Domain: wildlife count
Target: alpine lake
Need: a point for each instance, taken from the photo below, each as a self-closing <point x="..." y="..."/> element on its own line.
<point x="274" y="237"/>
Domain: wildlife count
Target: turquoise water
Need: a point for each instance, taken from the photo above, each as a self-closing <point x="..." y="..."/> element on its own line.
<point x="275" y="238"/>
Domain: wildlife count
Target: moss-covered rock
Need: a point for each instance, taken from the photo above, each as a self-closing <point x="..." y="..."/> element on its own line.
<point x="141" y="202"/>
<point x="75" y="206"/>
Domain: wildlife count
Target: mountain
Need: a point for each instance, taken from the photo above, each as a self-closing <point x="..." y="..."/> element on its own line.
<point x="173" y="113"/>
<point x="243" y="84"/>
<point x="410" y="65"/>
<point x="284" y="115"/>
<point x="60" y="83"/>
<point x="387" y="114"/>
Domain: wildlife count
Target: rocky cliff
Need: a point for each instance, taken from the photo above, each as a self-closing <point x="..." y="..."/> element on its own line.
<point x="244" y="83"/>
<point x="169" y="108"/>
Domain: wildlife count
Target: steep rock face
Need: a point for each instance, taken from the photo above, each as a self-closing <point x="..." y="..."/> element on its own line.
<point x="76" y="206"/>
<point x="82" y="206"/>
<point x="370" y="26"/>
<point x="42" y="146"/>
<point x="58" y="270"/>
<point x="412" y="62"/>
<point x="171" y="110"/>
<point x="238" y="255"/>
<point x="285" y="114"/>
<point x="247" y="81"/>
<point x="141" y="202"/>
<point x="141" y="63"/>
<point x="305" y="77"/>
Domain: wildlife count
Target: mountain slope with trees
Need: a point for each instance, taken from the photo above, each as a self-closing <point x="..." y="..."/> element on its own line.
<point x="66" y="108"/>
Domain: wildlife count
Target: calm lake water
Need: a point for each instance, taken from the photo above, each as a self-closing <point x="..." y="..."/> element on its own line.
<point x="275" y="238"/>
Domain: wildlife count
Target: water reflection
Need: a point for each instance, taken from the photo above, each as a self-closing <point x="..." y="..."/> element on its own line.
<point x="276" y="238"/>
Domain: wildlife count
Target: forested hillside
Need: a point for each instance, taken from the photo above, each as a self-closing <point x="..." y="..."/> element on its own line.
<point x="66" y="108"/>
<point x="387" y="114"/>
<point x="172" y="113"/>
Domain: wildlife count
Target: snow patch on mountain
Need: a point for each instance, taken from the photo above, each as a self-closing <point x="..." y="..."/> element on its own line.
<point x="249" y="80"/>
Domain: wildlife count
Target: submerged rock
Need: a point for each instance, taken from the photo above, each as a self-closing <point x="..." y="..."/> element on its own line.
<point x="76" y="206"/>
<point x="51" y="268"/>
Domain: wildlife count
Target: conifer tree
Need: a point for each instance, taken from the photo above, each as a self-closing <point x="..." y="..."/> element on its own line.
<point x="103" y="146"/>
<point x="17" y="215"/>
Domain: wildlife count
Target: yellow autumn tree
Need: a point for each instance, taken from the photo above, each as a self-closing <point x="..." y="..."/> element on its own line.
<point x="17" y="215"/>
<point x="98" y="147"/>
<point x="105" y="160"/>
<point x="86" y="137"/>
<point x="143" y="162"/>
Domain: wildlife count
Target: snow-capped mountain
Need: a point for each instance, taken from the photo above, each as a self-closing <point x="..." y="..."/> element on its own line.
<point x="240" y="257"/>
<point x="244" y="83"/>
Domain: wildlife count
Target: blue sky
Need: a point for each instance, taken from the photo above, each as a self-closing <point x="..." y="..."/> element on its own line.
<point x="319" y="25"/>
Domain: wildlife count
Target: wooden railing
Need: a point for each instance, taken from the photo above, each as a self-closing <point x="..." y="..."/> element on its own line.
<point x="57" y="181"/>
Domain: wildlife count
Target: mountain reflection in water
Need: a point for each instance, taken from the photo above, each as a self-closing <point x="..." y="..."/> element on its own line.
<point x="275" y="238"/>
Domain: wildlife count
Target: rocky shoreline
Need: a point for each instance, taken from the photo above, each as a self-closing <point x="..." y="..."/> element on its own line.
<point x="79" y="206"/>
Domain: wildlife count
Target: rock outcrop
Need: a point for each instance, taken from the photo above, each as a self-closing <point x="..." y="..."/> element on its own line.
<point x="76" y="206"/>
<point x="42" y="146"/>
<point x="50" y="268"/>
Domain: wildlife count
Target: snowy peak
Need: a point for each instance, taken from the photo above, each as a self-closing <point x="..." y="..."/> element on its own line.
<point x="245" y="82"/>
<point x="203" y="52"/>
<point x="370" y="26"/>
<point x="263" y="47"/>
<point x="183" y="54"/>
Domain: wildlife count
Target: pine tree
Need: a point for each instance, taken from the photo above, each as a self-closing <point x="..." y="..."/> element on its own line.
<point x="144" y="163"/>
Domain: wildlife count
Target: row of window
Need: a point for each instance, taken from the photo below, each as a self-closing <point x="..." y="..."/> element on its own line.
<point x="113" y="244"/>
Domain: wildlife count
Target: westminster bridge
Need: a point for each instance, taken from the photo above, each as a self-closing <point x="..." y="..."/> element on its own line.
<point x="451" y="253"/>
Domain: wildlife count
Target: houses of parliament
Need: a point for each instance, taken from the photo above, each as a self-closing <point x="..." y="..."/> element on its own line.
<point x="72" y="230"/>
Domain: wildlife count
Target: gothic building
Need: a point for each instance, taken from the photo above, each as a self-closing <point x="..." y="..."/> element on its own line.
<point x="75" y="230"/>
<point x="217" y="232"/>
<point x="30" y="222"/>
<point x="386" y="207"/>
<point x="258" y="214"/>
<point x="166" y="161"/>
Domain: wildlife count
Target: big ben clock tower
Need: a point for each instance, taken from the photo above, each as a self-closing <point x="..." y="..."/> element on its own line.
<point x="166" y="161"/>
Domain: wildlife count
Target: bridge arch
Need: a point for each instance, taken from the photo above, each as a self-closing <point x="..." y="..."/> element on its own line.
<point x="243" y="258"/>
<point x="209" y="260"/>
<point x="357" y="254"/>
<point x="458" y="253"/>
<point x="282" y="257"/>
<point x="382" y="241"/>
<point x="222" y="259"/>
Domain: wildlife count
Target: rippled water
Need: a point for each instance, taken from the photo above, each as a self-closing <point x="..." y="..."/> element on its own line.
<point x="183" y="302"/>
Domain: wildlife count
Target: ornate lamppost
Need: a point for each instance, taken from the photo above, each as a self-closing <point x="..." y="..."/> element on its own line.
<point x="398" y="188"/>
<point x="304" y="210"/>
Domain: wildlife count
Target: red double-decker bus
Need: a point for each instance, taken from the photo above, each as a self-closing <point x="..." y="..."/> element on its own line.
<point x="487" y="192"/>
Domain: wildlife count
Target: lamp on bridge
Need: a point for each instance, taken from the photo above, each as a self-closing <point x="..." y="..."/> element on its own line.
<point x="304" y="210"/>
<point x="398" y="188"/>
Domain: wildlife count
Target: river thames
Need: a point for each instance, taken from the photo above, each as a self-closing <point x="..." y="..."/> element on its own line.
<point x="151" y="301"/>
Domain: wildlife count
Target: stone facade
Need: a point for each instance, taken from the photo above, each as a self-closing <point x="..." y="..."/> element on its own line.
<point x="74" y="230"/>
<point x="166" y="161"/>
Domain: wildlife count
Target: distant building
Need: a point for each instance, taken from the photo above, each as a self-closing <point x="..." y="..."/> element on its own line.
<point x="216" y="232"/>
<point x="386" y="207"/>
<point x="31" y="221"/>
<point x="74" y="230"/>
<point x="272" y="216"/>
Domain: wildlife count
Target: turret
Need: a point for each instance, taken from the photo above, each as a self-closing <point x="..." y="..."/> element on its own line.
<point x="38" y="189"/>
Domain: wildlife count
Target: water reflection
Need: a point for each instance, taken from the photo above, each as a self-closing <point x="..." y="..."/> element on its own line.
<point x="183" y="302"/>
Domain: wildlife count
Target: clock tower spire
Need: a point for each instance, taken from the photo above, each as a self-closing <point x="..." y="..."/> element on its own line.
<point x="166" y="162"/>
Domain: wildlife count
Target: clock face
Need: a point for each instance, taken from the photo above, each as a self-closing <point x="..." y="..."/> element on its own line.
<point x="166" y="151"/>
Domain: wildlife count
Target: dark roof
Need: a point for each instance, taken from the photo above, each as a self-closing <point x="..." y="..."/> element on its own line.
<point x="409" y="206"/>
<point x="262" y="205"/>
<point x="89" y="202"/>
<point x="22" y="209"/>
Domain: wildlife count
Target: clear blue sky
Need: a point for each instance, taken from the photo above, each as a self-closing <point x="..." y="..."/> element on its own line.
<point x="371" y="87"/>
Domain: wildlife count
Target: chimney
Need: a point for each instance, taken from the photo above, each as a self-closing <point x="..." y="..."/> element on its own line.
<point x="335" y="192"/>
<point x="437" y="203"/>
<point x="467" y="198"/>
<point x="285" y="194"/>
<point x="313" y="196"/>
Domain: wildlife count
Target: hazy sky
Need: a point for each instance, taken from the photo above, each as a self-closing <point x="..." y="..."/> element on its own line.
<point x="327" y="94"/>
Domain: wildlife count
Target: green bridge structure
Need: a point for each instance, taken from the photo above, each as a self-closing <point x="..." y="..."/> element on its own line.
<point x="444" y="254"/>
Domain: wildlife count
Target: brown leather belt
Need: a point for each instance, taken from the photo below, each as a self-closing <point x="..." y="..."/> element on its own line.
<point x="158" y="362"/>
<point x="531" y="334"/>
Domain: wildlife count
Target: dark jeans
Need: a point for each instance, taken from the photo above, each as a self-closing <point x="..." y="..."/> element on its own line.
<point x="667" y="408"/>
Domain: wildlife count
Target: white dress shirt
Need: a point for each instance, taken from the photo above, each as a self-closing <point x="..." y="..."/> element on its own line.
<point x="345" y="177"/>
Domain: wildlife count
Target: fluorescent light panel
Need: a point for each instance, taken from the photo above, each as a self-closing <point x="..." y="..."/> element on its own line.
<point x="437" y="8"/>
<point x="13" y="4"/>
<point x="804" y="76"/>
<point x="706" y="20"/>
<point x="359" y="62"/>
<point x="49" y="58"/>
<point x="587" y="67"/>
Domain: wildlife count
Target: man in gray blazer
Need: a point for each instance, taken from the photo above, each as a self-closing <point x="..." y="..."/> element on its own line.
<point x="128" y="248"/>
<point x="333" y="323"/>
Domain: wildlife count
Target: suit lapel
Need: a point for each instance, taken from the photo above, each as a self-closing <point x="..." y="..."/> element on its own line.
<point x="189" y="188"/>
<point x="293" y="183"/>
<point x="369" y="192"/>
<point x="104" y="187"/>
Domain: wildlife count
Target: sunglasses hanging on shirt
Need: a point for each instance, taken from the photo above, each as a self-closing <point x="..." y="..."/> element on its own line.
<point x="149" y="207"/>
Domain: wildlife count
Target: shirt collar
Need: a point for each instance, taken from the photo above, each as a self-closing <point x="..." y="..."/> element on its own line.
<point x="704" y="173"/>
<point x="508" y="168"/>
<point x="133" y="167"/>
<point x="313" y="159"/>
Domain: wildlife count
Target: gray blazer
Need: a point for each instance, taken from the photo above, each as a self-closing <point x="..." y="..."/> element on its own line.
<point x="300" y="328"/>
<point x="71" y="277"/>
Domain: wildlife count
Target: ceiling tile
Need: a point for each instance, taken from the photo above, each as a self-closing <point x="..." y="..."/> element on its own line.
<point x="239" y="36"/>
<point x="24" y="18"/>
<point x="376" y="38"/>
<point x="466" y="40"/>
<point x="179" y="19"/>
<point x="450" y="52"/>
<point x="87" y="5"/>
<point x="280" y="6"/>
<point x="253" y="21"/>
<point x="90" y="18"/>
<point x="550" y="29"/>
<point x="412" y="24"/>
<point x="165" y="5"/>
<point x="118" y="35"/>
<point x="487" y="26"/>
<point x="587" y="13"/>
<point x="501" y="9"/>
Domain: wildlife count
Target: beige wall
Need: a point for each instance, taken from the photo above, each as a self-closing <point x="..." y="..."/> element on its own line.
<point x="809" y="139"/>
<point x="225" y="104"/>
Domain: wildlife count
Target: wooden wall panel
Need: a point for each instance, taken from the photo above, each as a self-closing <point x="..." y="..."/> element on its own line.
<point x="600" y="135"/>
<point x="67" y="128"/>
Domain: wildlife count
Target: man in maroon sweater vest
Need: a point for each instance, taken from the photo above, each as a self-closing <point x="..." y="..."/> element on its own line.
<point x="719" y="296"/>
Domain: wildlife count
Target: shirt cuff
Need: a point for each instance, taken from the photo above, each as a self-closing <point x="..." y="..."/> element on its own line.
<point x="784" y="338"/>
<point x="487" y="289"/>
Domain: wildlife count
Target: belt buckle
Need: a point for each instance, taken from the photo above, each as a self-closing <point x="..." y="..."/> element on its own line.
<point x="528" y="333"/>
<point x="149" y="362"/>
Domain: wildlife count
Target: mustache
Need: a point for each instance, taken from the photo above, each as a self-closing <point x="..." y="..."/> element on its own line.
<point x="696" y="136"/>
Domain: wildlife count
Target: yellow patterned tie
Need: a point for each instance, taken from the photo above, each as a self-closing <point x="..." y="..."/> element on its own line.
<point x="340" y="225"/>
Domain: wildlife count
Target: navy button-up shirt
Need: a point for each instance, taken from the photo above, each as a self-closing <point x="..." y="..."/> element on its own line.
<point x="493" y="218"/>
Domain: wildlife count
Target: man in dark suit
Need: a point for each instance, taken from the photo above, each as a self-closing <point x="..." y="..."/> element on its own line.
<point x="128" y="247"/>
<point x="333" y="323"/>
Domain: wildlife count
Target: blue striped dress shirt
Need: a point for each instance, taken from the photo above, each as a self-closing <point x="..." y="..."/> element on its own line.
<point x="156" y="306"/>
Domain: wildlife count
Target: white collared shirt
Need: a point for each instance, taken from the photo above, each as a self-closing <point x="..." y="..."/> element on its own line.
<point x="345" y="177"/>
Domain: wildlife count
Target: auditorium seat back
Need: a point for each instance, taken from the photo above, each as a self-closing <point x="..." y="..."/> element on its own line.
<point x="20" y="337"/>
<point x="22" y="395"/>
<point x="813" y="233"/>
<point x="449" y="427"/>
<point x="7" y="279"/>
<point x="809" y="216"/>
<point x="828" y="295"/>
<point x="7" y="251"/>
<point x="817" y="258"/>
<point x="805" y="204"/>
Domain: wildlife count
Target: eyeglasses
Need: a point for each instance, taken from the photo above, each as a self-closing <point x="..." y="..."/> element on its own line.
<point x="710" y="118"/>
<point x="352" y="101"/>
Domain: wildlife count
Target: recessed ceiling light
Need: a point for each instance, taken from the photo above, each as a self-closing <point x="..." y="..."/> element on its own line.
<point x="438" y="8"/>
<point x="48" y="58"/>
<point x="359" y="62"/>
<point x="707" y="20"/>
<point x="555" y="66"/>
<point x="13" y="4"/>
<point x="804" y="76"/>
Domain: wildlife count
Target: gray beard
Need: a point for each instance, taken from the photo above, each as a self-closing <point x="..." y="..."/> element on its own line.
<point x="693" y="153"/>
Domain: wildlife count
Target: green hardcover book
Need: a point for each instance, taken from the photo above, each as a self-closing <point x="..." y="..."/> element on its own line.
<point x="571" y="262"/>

——————

Work to be completed
Can you find every line in the material above that contains the word "bridge" and copy each of those lines out in full?

Full response
Target: westminster bridge
Target: bridge arch
Target: lamp on bridge
Target: green bridge structure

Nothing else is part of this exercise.